**TEXT SECTION**
The problem isn’t whether 
or not government can create or save a job. Government certainly can. 
The problem lies in whether that is a net gain, whether government will 
spend tax dollars as carefully as we spend our own, and whether 
individuals are better off buying what they want with their own money or
 having their money taxed away to purchase things thought better for 
them by those with political power.
Since government will never 
go out of business, the government-provided medical plans do not have to
 charge cost-covering premiums. Private firms do. How may a firm that 
must remain profitable to continue in existence compete with a 
government that does not have to earn a profit to do likewise? The 
private-sector insurance companies will be undercut. The only way they 
will survive is if they eventually become wards of the state. We may 
have choices now, but as the number of those who purchase the government
 plan grow, inevitably, the private insurance companies will be pushed 
aside or absorbed, one by one.
Another side effect of the growth 
in the number of those being added to the government medical plan, is a 
necessary rise in the costs of that government medical plan. To pay for 
these costs the government must cut spending in other areas, raise tax 
rates in hopes of earning higher tax revenues or establish a system of 
price controls mandating what doctors and hospitals may charge for each 
service and even what a doctor may legally earn as wages. As 
compensation for doctors and hospitals declines simultaneously with the 
inevitable increase in demand for medical services due to the free or 
artificially low price, the only way costs may be lowered is by cutting 
corners so the quality of care received will worsen.
The easiest 
corner to cut is time. If price is not permitted to ration medical care,
 then time will. You’ll wait. We’ll all wait. Maybe you’ll be one of the
 lucky ones that gets necessary surgery in a timely fashion provided by a
 well-trained doctor for a low, low price. Maybe you won’t. Maybe you’ll
 die on a waiting list.
When the wage earned by doctors drops due
 to government cost-saving initiatives, what will happen to the number 
of people who decide to enter medical school? The number will drop. 
They’ll find other fields that permit a higher return on the investment 
of their time, energy and skill. Who will take their place? Cheaper 
doctors will take their place – most likely from Third World countries 
and other nations whose medical schools have lower entry requirements 
and lower overall performance standards. We can already see this playing
 out in Britain’s National Health Service and in Canada’s system as 
well.
None of this will matter to rich people. Money always 
provides the possessor with options. The middle-class and poorer people 
will be the ones to suffer. We can also see this play out in Europe and 
Canada. Witness the recent trip made by the premier of Nova Scotia, a 
province in Canada, to Florida to get surgery.
Our quality of life will not improve. Our bills will not decline.
At the end of the day, my friend, you will always have to pay the Piper.

**SET OF TASKS**
1/ In the essay on government medical plans, why will private insurance companies be undercut? Answer in one to three sentences.
2/ Copy word for word everything in the essay on government medical plans from "The problem isn’t" down to "with political power.".
These lines come from a source unrelated to the essay on government medical plans.

**EXTRACTED RECORDS**
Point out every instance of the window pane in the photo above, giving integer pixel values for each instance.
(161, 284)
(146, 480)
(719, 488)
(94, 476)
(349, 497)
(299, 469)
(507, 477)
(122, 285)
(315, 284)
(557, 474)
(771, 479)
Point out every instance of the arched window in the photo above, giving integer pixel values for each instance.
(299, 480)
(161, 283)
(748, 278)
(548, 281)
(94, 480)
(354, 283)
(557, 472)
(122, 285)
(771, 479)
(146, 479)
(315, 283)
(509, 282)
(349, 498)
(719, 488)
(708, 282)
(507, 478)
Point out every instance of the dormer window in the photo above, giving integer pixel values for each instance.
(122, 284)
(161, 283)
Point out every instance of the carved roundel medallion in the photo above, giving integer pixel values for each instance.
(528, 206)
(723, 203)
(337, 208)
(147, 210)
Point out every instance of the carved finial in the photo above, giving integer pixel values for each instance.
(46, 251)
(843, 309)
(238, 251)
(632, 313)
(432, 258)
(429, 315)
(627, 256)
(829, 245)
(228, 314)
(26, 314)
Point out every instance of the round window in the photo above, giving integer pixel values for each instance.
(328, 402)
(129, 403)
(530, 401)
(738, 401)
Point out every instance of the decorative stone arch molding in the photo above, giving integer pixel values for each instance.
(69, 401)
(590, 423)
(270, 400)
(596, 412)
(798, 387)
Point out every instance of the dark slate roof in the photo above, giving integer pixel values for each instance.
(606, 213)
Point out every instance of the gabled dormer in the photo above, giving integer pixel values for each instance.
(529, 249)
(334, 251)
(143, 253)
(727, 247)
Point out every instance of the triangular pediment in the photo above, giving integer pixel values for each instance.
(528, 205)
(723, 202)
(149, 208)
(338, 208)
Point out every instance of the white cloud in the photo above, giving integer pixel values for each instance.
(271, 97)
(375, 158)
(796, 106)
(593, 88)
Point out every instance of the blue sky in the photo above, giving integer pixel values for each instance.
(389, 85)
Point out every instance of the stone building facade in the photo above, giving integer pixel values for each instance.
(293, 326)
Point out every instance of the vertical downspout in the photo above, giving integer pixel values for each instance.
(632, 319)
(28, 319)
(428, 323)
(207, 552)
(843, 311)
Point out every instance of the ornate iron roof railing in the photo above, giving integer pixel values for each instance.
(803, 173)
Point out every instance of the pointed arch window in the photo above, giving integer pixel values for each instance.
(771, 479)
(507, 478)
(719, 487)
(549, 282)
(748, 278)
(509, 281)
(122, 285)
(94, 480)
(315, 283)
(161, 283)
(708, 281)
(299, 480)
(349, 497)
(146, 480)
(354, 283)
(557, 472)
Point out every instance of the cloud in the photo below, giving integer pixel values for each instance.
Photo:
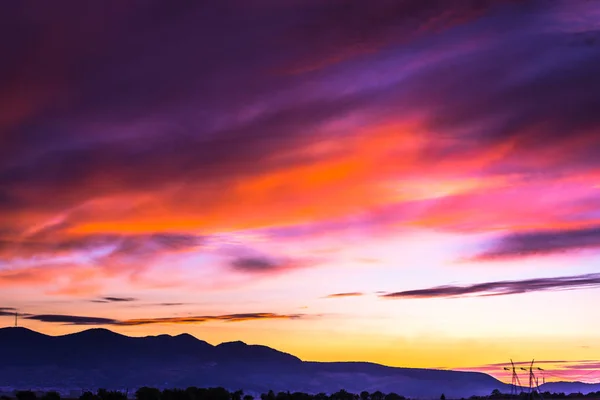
(349, 294)
(209, 318)
(287, 116)
(72, 319)
(502, 288)
(7, 311)
(535, 243)
(99, 321)
(114, 299)
(256, 264)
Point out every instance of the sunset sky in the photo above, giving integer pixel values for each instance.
(409, 182)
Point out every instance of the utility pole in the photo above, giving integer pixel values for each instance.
(515, 382)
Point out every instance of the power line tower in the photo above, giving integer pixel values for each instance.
(534, 386)
(515, 382)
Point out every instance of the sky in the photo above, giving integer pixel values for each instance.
(408, 182)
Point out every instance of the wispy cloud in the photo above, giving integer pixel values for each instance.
(348, 294)
(502, 288)
(85, 320)
(114, 300)
(532, 243)
(72, 319)
(7, 311)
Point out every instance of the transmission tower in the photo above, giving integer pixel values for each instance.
(515, 382)
(534, 386)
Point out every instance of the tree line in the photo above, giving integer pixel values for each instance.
(219, 393)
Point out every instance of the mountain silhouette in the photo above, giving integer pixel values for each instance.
(97, 358)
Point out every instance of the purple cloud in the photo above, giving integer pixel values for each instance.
(516, 245)
(502, 288)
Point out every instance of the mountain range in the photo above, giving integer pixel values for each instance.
(97, 358)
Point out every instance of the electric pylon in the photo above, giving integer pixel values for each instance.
(515, 382)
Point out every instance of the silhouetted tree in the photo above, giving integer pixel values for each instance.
(88, 396)
(25, 395)
(51, 396)
(394, 396)
(268, 396)
(147, 393)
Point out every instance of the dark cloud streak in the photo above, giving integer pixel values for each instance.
(534, 243)
(502, 288)
(99, 321)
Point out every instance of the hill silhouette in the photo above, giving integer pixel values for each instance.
(97, 358)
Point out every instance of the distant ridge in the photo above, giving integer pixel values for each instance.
(97, 358)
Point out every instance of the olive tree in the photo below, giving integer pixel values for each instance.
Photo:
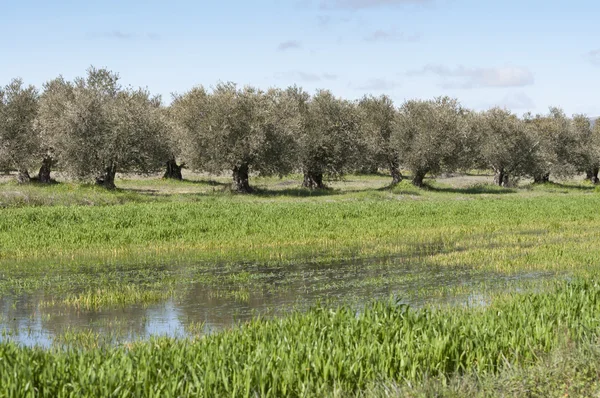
(241, 130)
(329, 141)
(586, 151)
(377, 124)
(96, 128)
(431, 136)
(57, 94)
(504, 144)
(555, 145)
(19, 141)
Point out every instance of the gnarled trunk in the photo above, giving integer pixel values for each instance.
(418, 178)
(173, 170)
(501, 178)
(107, 179)
(240, 179)
(592, 175)
(23, 177)
(313, 180)
(44, 174)
(395, 172)
(541, 178)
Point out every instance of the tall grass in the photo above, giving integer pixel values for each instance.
(322, 352)
(222, 228)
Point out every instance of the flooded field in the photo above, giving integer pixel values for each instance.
(215, 299)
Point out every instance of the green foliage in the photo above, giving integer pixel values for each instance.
(378, 117)
(504, 144)
(235, 129)
(431, 136)
(95, 128)
(20, 146)
(329, 143)
(322, 352)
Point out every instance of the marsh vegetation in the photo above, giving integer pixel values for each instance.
(375, 250)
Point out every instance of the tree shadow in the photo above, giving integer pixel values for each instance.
(296, 192)
(477, 189)
(557, 185)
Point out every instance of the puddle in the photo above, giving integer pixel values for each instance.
(264, 290)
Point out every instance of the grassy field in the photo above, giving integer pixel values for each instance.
(152, 240)
(384, 350)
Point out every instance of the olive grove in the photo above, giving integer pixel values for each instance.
(91, 128)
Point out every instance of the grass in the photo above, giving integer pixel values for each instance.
(328, 352)
(68, 250)
(152, 241)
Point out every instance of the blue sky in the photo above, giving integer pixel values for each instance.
(524, 55)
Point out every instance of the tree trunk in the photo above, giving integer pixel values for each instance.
(107, 179)
(541, 178)
(313, 180)
(173, 170)
(501, 178)
(23, 176)
(592, 175)
(418, 178)
(240, 179)
(44, 174)
(395, 172)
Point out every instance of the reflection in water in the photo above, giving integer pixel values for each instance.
(29, 319)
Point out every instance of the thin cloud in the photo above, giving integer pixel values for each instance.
(593, 57)
(517, 101)
(468, 78)
(121, 35)
(391, 35)
(289, 45)
(378, 85)
(363, 4)
(307, 77)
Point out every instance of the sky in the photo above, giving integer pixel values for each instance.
(525, 55)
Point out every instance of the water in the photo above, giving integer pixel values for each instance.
(272, 291)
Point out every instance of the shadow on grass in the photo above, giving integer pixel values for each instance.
(478, 189)
(556, 185)
(296, 192)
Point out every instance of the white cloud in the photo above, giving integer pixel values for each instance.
(467, 78)
(121, 35)
(378, 85)
(362, 4)
(306, 76)
(391, 35)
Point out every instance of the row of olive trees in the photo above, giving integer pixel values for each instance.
(92, 127)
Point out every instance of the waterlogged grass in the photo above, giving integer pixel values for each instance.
(325, 351)
(253, 228)
(154, 239)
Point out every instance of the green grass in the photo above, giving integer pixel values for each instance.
(153, 241)
(324, 352)
(87, 249)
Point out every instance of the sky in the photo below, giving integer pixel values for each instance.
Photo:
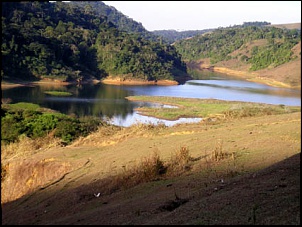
(199, 15)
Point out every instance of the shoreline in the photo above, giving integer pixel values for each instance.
(252, 77)
(248, 76)
(119, 81)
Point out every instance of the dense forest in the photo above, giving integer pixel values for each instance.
(63, 41)
(171, 36)
(220, 43)
(121, 21)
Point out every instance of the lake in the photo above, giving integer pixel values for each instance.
(108, 101)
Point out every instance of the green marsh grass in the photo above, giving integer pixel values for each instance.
(58, 93)
(208, 108)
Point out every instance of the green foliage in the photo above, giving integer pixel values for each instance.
(35, 124)
(65, 41)
(221, 42)
(272, 55)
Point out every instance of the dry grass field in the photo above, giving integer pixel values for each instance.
(220, 171)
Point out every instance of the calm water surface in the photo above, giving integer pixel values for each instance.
(108, 101)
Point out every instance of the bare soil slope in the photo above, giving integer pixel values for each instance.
(285, 75)
(260, 184)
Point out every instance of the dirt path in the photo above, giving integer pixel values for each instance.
(224, 192)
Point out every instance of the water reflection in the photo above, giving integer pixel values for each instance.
(136, 118)
(109, 100)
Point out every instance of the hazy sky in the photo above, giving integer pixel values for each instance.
(198, 15)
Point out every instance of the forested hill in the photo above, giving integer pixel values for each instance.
(62, 41)
(170, 36)
(269, 46)
(121, 21)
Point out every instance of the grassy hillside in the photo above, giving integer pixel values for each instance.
(273, 61)
(227, 169)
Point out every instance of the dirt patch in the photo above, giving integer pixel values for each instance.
(260, 185)
(285, 75)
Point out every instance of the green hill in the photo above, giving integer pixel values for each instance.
(221, 43)
(61, 41)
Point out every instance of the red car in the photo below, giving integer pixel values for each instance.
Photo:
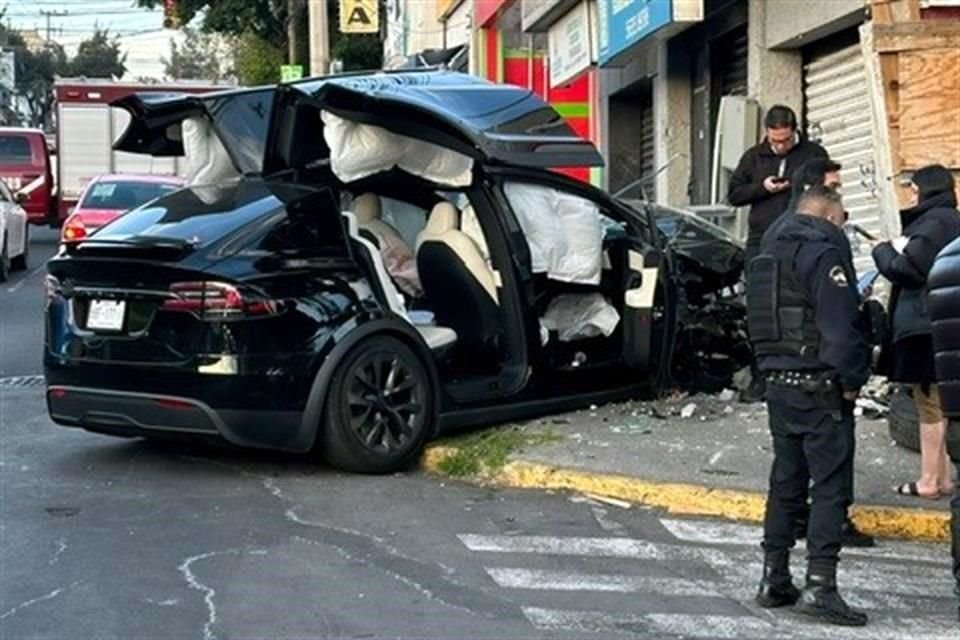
(25, 168)
(109, 196)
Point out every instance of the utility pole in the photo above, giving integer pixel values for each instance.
(49, 15)
(319, 38)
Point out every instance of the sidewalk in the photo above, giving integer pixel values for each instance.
(714, 462)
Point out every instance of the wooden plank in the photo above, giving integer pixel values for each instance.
(909, 36)
(881, 13)
(929, 84)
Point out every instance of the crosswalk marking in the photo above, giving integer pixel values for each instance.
(736, 534)
(713, 566)
(694, 626)
(569, 581)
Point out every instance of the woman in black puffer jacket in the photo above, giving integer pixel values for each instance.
(944, 303)
(928, 227)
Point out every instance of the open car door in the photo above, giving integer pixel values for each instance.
(489, 123)
(237, 119)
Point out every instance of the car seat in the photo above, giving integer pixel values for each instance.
(438, 339)
(459, 286)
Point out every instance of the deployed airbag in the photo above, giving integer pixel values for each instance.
(206, 159)
(359, 150)
(575, 316)
(563, 231)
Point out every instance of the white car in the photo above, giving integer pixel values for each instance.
(14, 234)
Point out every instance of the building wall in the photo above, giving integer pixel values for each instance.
(424, 29)
(797, 23)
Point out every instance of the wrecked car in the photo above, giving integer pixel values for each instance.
(361, 262)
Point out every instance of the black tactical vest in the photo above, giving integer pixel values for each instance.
(780, 317)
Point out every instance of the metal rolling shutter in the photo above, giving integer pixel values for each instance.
(648, 147)
(839, 117)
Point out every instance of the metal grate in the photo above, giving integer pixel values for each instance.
(839, 117)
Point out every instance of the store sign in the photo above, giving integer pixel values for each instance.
(359, 16)
(623, 23)
(571, 45)
(539, 15)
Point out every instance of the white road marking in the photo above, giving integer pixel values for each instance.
(740, 565)
(793, 628)
(785, 627)
(47, 596)
(545, 580)
(735, 534)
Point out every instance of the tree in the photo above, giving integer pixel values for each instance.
(35, 71)
(99, 56)
(199, 56)
(256, 61)
(269, 21)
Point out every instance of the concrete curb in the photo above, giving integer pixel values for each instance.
(689, 499)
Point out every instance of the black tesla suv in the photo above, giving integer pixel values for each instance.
(363, 261)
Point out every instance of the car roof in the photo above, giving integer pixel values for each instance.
(29, 130)
(138, 177)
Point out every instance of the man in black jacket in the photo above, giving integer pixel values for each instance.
(762, 178)
(803, 311)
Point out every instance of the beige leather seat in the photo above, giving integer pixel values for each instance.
(460, 288)
(397, 256)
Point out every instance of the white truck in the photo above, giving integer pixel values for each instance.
(87, 127)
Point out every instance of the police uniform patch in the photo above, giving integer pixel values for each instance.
(838, 276)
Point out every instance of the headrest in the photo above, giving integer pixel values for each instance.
(443, 218)
(366, 207)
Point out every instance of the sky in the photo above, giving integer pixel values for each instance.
(142, 36)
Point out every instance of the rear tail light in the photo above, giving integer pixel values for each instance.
(219, 301)
(73, 230)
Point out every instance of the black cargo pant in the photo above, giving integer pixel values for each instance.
(813, 440)
(953, 448)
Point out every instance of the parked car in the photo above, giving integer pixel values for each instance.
(26, 168)
(266, 307)
(14, 233)
(109, 196)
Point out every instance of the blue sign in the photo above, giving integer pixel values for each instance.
(623, 23)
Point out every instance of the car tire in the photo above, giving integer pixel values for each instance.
(903, 421)
(379, 409)
(4, 261)
(19, 263)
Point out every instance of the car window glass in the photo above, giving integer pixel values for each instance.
(242, 121)
(15, 150)
(123, 195)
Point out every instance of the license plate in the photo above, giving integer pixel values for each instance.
(106, 315)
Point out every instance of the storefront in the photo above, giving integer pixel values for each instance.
(508, 52)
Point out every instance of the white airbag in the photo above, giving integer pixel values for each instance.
(563, 231)
(359, 150)
(206, 159)
(575, 316)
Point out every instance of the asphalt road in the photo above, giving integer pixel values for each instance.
(125, 539)
(21, 309)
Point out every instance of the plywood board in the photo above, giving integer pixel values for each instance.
(929, 101)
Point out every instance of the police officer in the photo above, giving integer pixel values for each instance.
(803, 312)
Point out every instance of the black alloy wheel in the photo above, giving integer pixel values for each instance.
(20, 262)
(379, 408)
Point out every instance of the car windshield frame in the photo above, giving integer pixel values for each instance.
(161, 189)
(15, 159)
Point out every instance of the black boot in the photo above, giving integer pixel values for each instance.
(776, 587)
(850, 536)
(821, 601)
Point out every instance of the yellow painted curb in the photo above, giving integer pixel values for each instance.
(689, 499)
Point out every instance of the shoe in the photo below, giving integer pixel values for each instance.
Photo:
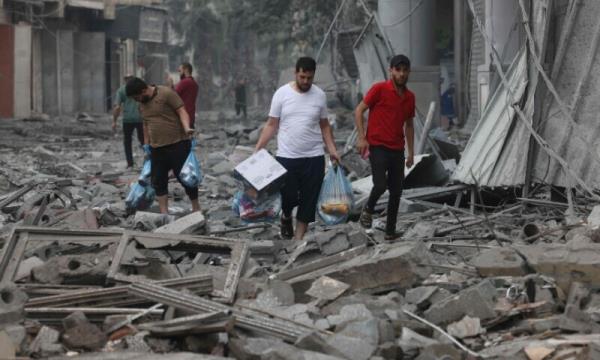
(366, 219)
(391, 235)
(287, 228)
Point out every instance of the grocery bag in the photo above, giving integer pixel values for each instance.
(263, 208)
(335, 199)
(191, 174)
(140, 196)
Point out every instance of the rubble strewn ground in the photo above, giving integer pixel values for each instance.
(82, 275)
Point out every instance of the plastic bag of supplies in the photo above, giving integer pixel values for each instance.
(250, 209)
(335, 199)
(191, 174)
(140, 196)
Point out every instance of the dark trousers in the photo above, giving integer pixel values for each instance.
(127, 138)
(167, 158)
(301, 186)
(387, 166)
(239, 107)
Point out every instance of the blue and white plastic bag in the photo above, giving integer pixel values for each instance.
(335, 199)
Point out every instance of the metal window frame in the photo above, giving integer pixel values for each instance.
(237, 249)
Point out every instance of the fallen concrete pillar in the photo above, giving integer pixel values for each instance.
(185, 225)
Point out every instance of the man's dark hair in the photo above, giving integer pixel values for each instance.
(187, 67)
(399, 60)
(135, 86)
(306, 63)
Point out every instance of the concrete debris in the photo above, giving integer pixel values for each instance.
(83, 274)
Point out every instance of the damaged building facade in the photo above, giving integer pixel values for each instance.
(63, 57)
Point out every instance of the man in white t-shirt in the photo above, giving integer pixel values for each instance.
(299, 117)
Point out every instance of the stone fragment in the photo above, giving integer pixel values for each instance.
(371, 270)
(439, 352)
(12, 303)
(184, 225)
(46, 343)
(467, 327)
(276, 293)
(8, 349)
(82, 334)
(351, 347)
(477, 301)
(25, 267)
(499, 262)
(326, 288)
(420, 295)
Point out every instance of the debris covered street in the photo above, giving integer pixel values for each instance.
(497, 251)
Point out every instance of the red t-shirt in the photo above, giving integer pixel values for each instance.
(388, 112)
(187, 89)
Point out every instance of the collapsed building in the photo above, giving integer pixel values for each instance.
(514, 278)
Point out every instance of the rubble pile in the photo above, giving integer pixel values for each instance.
(82, 275)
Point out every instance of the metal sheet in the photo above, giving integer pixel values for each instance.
(579, 145)
(487, 142)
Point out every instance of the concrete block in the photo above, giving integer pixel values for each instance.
(326, 288)
(25, 267)
(371, 270)
(477, 301)
(499, 262)
(12, 303)
(81, 334)
(276, 293)
(467, 327)
(184, 225)
(351, 347)
(366, 330)
(8, 350)
(46, 343)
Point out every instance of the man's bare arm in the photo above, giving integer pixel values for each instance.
(359, 121)
(409, 133)
(328, 139)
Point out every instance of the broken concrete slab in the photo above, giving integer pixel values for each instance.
(80, 334)
(188, 224)
(477, 301)
(46, 343)
(12, 303)
(326, 288)
(371, 271)
(499, 262)
(467, 327)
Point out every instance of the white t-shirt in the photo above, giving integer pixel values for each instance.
(299, 117)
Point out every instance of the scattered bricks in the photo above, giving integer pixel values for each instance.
(467, 327)
(371, 270)
(46, 343)
(188, 224)
(439, 352)
(326, 288)
(276, 293)
(333, 241)
(8, 349)
(476, 301)
(420, 296)
(351, 347)
(499, 262)
(12, 302)
(565, 264)
(80, 334)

**RESPONSE LIST**
1/ Government will never go out of business, so its medical plans do not have to charge premiums that cover their costs. Private firms do have to, because they must stay profitable to keep existing, and so they cannot compete with a government that needs no profit.

2/
The problem isn’t whether 
or not government can create or save a job. Government certainly can. 
The problem lies in whether that is a net gain, whether government will 
spend tax dollars as carefully as we spend our own, and whether 
individuals are better off buying what they want with their own money or
 having their money taxed away to purchase things thought better for 
them by those with political power.